**Challenges**
1 > In the lunar lander text, which dates does ispace name for further landing attempts?
2 > Pick up the lunar lander text after its final sentence and write on.

**Excerpt**
------------------------------------------------------------

M1’s ultimate destination is the Atlas Crater, at the outer rim of the Moon’s Mare Frigoris (Sea of Cold). “This is an area that no previous lunar mission has explored,” says Hamid Al-Naimiy, an astrophysicist at the University of Sharjah, United Arab Emirates.
The lander is scheduled to begin its landing sequence from an orbit at 100 kilometers altitude at 15:40 (UTC) on April 25. The ispace mission control team has a long list of procedures to follow before initiating the landing process. This includes checking the temperature and external conditions as well as the craft’s landing sensors and software, says Ryo Ujiie, chief technology officer at ispace.
To ensure a smooth landing, the spacecraft will activate its navigation sensor to adjust its altitude and speed, Ujiie explains. This carries an “unavoidable risk”, he adds, as this will be the first and only use of the sensor in a lunar environment.
If pre-landing checks indicate the spacecraft cannot land safely as planned, ispace says it could make further attempts on April 26, May 1 or May 3.
On landing, the machine will have to recharge its battery before deploying its two onboard rovers: the Rover Rashid, built by the Mohammed bin Rashid Space Center (MBRSC) in Dubai, United Arab Emiratesand a two-wheeled robot built by the Japan Aerospace Exploration Agency (JAXA).
An artificial intelligence-enabled, multi-camera 360-degree imaging system aboard the M1 spacecraft, developed by Toronto, Canada-based company Canadensys Aerospace, will continue to capture images and monitor rovers after landing.

------------------------------------------------------------

**Supplied material**
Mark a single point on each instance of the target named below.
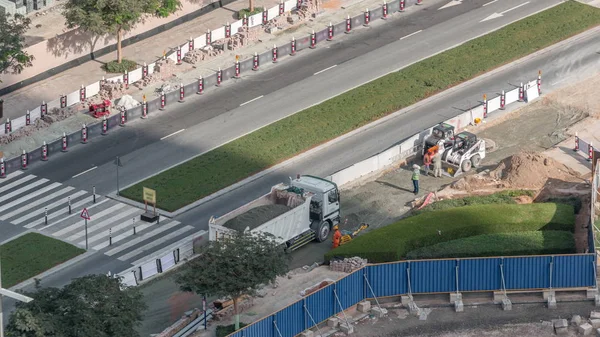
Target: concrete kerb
(363, 128)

------------------------------------------------------------

**Replies**
1 > April 26, May 1 or May 3.

2 >
Once deployed, Rashid will roll a few hundred meters from the lander but will remain in the Atlas crater, says Sara AlMaeeni, Rashid’s communications system engineer. The rover, which is about 50 centimeters long and weighs just 10 kilograms, will use its microscopic camera to study lunar soil particles and use its thermal camera to scan the geological properties of the Moon’s surface.
JAXA’s baseball-sized robot will collect data from the Moon’s surface, including lunar sand known as regolith, that could help develop self-driving technology.
Understanding the geology of the Moon has always been an interest of lunar missions, explains Calzada Diaz. “But now there is an application for this knowledge,” she adds. “We have these resources on the Moon that we can actually use to make exploration easier and cheaper.” She says it might be possible “to extract oxygen from rocks, you can build structures with lunar soil, you can build rooms that maybe you need to fix something”.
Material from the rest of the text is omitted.